- TASK DESCRIPTION -
Extend the excerpt on tariffs and trade wars below, picking up after its final sentence.

- EXCERPT TO READ -
——————

Those tariffed goods compete with other goods such as domestic goods that are un-tariffed and other imported goods that are un-tariffed. A steel importer who simply passes his tariff along to the consumer will thereby put his goods at a competitive disadvantage, pricewise.
For that reason, the importers might absorb some of a tariff in their profit margins. Assume the importer has a profit margin of 30%. A 10% tariff could cut that to 20%. The importer might raise prices by the entire 10% in order to maintain his 30% profit margins, and thereby disadvantage his product pricewise, or he might raise prices only 7% and absorb the other 3% in his margins so that he winds up with margins of only 27%.
To the extent the foreign manufacturer absorbs the tariff in his profit structure, it’s he, not the consumer, who is paying the tax.
He would do this not because he’s a good guy, but because he wants to maintain market share vis a vis his un-tariffed competitors. The invisible hand works, even in an artificial market.
To the extent the tariff does get passed onto the America consumer, it’s worth considering what that consumer is currently paying. Apart from certain French wine and Italian sports cars, I’m always amazed how inexpensive foreign-made “stuff” is.
Consumer electronics are a good example. You can get a new, perfectly serviceable smart phone that puts the world at your fingertips – something you couldn’t buy for a billion dollars a generation ago – for $300. That’s about what a house-call by a plumber to fix a toilet cost you last week.
Americans are wealthy enough to pay a few dollars more for foreign-made “stuff.” Especially if that stuff is made under difficult conditions by exploited and sometimes underaged workers who deserve better pay and conditions.
Second, let’s stipulate that trade wars can be bad. If we impose a tariff on wine that Europeans export to us, we should expect the Europeans to impose a retaliatory tariff on something we export to them, such as American whiskey and Harley Davidson motorcycles.
That was exactly what happened in President Trump’s first term. And that was only one salvo in the trade war. It began with a squabble over long-standing European government subsidies to European aerospace companies which put American companies such as Boeing at an unfair disadvantage. Where that trade war will end depends on the mood of the governments and the power of lobbyists – two forces that are often both unpredictable and unconstructive.

——————

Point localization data
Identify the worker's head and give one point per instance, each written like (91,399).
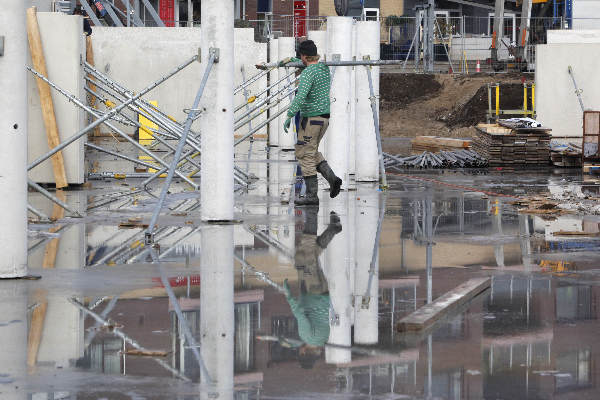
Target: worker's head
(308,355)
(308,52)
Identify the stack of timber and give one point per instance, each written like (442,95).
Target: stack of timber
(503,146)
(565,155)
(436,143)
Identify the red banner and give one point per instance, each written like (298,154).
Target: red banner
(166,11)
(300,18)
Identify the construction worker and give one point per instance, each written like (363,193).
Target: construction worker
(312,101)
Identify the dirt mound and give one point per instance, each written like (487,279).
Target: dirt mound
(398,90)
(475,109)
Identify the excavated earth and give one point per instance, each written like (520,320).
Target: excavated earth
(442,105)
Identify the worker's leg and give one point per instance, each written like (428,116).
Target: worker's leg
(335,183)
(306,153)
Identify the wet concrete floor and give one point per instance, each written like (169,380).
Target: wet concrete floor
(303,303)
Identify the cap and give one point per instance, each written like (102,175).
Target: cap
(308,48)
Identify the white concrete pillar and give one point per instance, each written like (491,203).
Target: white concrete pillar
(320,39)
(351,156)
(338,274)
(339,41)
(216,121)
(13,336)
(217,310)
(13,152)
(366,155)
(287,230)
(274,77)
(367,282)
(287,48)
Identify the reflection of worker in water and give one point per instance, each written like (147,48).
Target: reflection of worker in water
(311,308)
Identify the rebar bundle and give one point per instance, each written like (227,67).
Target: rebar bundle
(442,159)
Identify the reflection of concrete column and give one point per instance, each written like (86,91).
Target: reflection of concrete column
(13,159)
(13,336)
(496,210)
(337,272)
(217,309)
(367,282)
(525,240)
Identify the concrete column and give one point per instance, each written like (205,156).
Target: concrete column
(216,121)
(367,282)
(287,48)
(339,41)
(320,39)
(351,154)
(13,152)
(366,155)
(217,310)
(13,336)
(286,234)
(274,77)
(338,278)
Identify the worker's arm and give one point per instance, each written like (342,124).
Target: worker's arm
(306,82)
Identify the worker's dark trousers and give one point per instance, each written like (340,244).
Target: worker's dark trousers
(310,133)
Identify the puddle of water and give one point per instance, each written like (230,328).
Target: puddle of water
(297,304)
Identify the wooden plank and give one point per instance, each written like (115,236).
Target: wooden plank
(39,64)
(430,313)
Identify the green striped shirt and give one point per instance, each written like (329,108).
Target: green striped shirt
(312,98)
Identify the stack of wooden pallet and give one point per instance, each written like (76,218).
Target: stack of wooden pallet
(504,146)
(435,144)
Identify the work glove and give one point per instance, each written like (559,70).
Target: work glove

——————

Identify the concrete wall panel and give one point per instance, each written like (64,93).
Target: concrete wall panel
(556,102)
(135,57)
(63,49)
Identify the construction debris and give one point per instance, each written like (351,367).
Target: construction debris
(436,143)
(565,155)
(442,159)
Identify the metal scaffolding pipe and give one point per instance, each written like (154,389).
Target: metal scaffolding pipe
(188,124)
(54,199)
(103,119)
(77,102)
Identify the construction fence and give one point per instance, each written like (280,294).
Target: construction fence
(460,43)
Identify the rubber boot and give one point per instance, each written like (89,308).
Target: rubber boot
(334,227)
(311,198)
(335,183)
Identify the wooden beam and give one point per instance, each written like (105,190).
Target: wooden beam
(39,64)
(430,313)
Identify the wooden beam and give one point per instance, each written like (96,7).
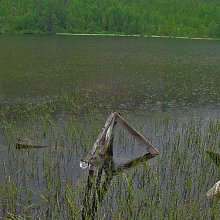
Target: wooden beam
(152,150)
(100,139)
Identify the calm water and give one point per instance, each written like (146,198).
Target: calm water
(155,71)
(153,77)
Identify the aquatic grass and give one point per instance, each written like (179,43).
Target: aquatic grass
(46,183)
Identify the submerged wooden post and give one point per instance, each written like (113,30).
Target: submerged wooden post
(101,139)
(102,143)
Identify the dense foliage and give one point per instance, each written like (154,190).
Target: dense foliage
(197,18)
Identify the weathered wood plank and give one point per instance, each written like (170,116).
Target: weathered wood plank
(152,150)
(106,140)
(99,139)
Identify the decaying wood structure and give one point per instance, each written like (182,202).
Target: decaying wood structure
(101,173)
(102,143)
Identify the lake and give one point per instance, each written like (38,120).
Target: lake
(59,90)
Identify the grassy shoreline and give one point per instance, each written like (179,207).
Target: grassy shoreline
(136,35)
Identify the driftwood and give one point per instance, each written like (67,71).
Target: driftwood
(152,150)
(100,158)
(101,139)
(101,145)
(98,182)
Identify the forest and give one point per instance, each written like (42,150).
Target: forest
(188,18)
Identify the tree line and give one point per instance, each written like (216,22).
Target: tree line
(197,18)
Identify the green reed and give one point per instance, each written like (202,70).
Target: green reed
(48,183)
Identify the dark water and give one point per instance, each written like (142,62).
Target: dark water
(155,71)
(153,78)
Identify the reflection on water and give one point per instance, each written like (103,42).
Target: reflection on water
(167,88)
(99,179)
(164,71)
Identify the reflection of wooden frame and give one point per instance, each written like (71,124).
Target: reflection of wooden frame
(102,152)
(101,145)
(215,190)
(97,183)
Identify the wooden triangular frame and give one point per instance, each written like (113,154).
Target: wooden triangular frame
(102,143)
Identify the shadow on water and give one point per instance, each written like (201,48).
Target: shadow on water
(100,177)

——————

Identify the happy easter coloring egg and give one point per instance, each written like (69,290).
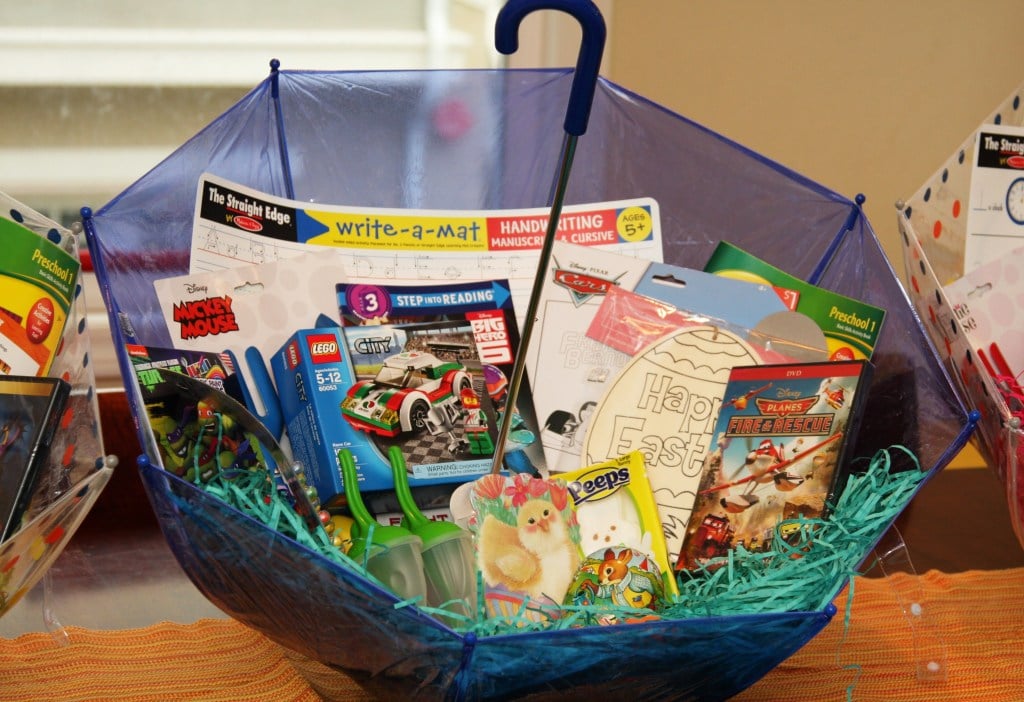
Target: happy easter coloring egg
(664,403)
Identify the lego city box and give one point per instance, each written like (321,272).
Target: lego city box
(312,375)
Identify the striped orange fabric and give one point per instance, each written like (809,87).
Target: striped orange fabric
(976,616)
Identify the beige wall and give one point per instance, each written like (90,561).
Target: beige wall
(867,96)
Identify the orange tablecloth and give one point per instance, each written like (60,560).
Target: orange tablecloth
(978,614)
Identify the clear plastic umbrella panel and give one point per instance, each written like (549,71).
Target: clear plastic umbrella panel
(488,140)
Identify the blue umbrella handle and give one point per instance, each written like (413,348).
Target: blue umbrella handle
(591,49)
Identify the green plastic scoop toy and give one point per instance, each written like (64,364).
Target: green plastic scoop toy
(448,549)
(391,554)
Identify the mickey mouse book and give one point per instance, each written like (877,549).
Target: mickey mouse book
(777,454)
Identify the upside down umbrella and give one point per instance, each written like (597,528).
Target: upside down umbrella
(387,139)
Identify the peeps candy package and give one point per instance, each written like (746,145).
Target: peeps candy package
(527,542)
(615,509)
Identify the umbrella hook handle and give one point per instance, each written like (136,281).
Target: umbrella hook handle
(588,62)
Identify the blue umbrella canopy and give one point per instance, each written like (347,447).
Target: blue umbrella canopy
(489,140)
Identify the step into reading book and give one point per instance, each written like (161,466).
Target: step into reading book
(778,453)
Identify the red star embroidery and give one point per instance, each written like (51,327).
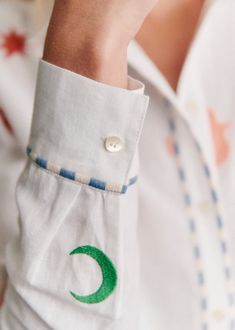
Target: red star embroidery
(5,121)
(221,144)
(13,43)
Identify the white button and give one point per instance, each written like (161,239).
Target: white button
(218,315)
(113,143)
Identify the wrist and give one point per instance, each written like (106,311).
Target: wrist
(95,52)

——————

- ANSWER TO THIS PROBLEM -
The most famous trade war was launched by the Smoot-Hawley Tariff Act. Passed in the wake of the 1929 stock market crash, the 40% American tariffs imposed by Smoot-Hawley and retaliatory tariffs imposed by our trading partners crippled world trade and slashed business profits, leading to bank failures worldwide, the Great Depression and, arguably, World War II.
Let’s not go there again.
That said, there are several legitimate uses of tariffs that even economists would approve of. One is to protect industries that are strategically important. If steel is a strategic industry (and it is) then protecting that industry from being decimated by cheap foreign imports is a legitimate use of tariffs. It’s entirely possible that America will someday need Pittsburg steel again, and I don’t mean the football team.
(This is not to say I approve of President Biden blocking the sale of U.S. Steel to Nippon. That’s a complicated question. After all, Nippon proposed not to end American steel production but to maintain it in America while improving efficiencies – which could lower prices and strengthen the industry here, not weaken it.)
Another legitimate use of tariffs is to protect an industry that is culturally important. In rural France, for example, winemaking is culturally important. The argument can be made that the French winemaking culture ought not be at the mercy of mass-produced wine from, say, Romania.
Or maybe it should be, to produce better wine and lower prices for all. But that’s a judgment for a culture to make. Tariff protections for isolated industries such as winemaking will not to cripple the world economy.
Another legitimate use for tariffs, most economists would agree, is to threaten them without imposing them. Threatening to impose a 25% tariff on French wine if the French don’t quit unfairly subsidizing their aerospace companies that compete unfairly with Boeing, is fine by me.
Of course, such threats are credible, and effective, only if they get carried out once in a while. The next thing you know, we’re punishing American whiskey makers for the French unfairly subsidizing their aerospace companies.
Those are my stipulations on the subject. Now back to tariffs as a sales tax.
In the world of economics, activities are either productive or consumptive. Productive things are good, because they produce resources. They grow the pie. The bigger the pie, the more for everyone at the table.
In fact, productive things are actually double-good because what they produce, in turn, is often productive in its own right. It’s a virtuous circle.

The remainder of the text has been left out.